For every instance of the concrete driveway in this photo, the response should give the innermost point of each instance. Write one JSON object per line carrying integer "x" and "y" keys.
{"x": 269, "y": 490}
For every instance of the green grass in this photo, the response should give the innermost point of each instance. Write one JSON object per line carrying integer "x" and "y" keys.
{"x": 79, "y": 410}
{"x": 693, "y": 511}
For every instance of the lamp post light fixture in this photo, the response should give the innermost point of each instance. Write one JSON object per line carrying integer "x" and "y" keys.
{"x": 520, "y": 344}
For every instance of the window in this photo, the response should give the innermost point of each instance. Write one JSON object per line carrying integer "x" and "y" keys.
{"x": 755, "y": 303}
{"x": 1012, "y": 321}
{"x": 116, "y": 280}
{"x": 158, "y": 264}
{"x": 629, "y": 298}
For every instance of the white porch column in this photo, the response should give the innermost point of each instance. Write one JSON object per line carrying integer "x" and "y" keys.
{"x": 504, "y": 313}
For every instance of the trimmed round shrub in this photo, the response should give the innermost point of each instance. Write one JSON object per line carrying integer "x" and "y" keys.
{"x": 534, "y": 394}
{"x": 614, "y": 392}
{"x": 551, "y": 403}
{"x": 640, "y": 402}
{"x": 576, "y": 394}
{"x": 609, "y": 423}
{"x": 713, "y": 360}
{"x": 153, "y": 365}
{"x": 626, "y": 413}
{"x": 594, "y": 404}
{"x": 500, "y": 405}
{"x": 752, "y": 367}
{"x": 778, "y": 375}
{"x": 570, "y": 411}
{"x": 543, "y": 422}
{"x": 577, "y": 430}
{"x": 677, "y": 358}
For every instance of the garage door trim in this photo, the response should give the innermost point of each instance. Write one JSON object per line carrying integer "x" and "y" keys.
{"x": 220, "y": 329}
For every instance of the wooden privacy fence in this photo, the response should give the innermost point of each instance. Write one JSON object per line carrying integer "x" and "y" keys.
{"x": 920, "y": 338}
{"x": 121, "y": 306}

- - - -

REQUEST ▸ Scale everything from the line containing "For every instance of the green" down to the end of the lines above, both ends included. Restate each line, with the requests unchanged, and multiply every x and y coordinate in the answers by 2.35, rounding to whole numbers with halves rounded up.

WRITTEN SOLUTION ▸
For every instance of the green grass in this photo, the response should give the innermost point of each instance. Write one JSON object per line carrying integer "x" and "y" keys.
{"x": 186, "y": 964}
{"x": 1629, "y": 1201}
For every instance of the lamp post light fixture in this photo, the response should give the innermost point of each instance. Write one JSON object per line carrying integer "x" and "y" keys.
{"x": 1222, "y": 808}
For every instance of the window in this photo, the response should give the innermost point of each instance. Write one JSON object per line carrying integer "x" and "y" keys.
{"x": 1774, "y": 712}
{"x": 2378, "y": 754}
{"x": 273, "y": 658}
{"x": 371, "y": 620}
{"x": 1478, "y": 700}
For every instance of the white porch column in this photo, the response should give the innermost point of each instance. Write one JSON object per line carrying integer "x" and "y" keys.
{"x": 1184, "y": 736}
For every instance of the trimmed round shrub in this photo, the response should give the innermost point of each instance. Write one JSON object per line carrying integer "x" and "y" keys.
{"x": 1255, "y": 926}
{"x": 1443, "y": 921}
{"x": 1295, "y": 947}
{"x": 1504, "y": 945}
{"x": 1354, "y": 926}
{"x": 1431, "y": 994}
{"x": 1676, "y": 846}
{"x": 360, "y": 858}
{"x": 1471, "y": 971}
{"x": 1396, "y": 949}
{"x": 1175, "y": 952}
{"x": 1767, "y": 862}
{"x": 1828, "y": 881}
{"x": 1340, "y": 966}
{"x": 1276, "y": 992}
{"x": 1356, "y": 1011}
{"x": 1591, "y": 841}
For every instance of the garage door trim in this photo, the response should give the innermost point of each instance. Write one JSON object per line carrying integer "x" and "y" keys.
{"x": 517, "y": 773}
For every instance of the wooden privacy fence in this photo, the response should give the innermost point of each instance. Write one JSON object per line carrying integer "x" and "y" keys.
{"x": 2162, "y": 794}
{"x": 284, "y": 719}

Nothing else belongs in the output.